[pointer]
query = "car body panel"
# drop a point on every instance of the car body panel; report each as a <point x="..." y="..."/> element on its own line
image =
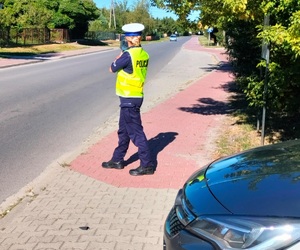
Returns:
<point x="261" y="183"/>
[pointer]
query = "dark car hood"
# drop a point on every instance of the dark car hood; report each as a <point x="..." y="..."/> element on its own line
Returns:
<point x="261" y="182"/>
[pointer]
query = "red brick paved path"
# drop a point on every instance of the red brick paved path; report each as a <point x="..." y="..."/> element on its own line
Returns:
<point x="177" y="130"/>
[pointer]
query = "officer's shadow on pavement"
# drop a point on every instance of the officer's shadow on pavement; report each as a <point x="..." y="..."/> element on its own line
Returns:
<point x="156" y="145"/>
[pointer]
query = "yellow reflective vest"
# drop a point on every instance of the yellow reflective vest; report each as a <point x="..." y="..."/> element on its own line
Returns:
<point x="131" y="85"/>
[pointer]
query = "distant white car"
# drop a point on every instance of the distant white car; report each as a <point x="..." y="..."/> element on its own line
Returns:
<point x="173" y="37"/>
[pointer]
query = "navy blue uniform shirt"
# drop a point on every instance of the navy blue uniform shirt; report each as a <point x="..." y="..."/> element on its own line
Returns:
<point x="123" y="62"/>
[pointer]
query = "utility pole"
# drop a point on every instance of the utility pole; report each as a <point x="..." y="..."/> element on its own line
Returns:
<point x="266" y="56"/>
<point x="112" y="14"/>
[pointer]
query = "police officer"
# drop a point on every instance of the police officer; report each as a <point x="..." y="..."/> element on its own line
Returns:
<point x="131" y="68"/>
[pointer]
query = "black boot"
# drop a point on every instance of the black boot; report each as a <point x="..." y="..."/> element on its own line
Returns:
<point x="142" y="171"/>
<point x="112" y="164"/>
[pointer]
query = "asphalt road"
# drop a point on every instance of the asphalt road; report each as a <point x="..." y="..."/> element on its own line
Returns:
<point x="49" y="109"/>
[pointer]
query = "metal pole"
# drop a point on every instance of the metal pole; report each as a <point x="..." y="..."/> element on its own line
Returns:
<point x="266" y="56"/>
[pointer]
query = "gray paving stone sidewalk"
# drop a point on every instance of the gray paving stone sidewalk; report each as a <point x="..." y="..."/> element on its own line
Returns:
<point x="77" y="212"/>
<point x="69" y="210"/>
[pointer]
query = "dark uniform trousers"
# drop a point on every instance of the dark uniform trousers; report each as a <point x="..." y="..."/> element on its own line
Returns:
<point x="130" y="128"/>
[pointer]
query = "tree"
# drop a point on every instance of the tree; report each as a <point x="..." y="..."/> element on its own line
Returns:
<point x="243" y="22"/>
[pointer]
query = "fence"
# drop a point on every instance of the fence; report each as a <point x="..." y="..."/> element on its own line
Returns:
<point x="100" y="35"/>
<point x="28" y="36"/>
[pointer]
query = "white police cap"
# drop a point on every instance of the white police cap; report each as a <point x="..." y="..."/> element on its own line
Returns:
<point x="133" y="29"/>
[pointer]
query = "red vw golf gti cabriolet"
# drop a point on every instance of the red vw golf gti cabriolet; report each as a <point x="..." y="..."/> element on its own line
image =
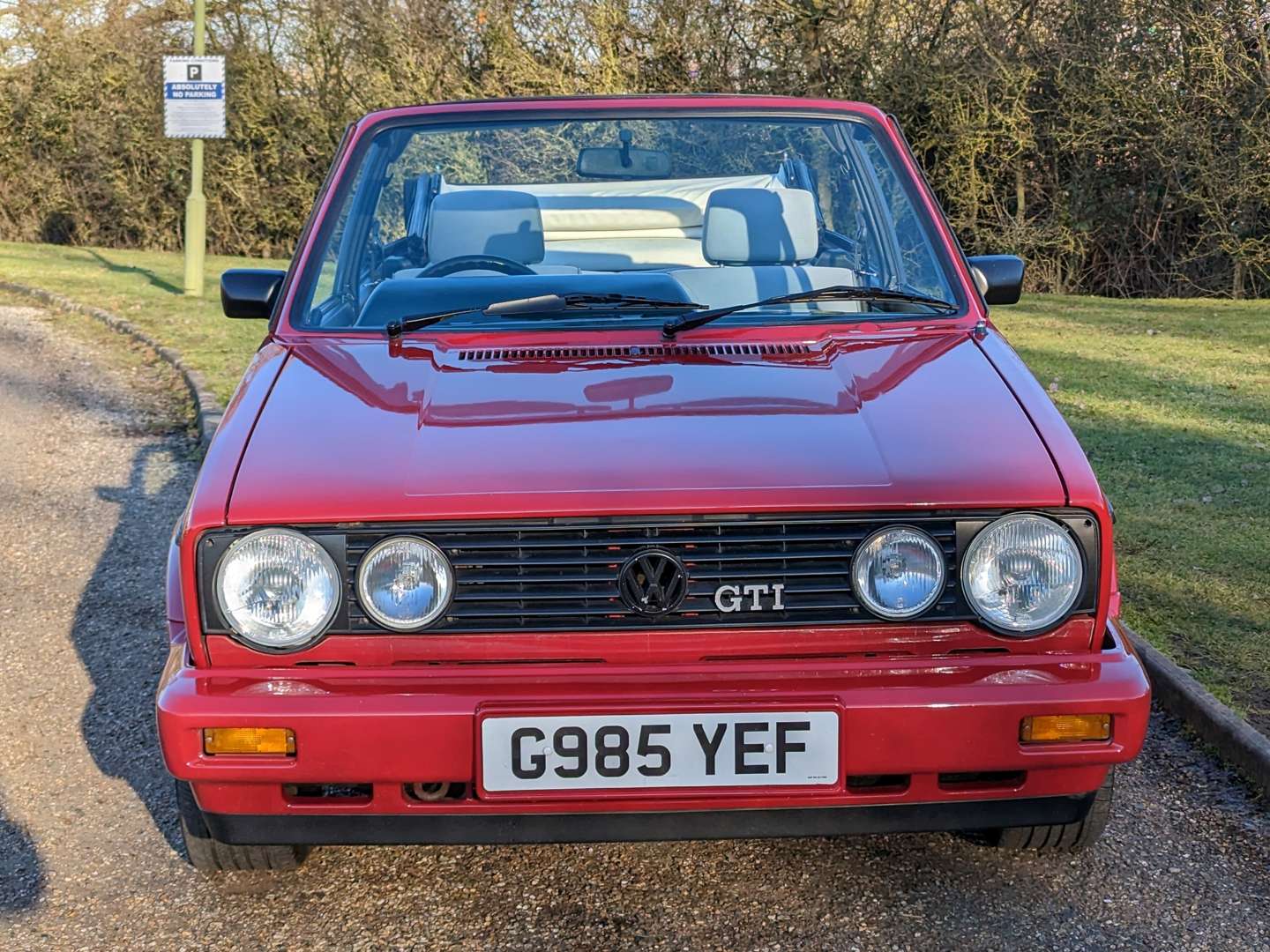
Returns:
<point x="638" y="469"/>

• • • • • • •

Prompt
Pull out each line of the data above that contains the string "blue", where uppercase and lowercase letters count as different.

Correct answer
query = "navy blue uniform shirt"
# drop a point on every instance of the navy blue uniform shirt; report each as a <point x="..." y="..."/> element on its own line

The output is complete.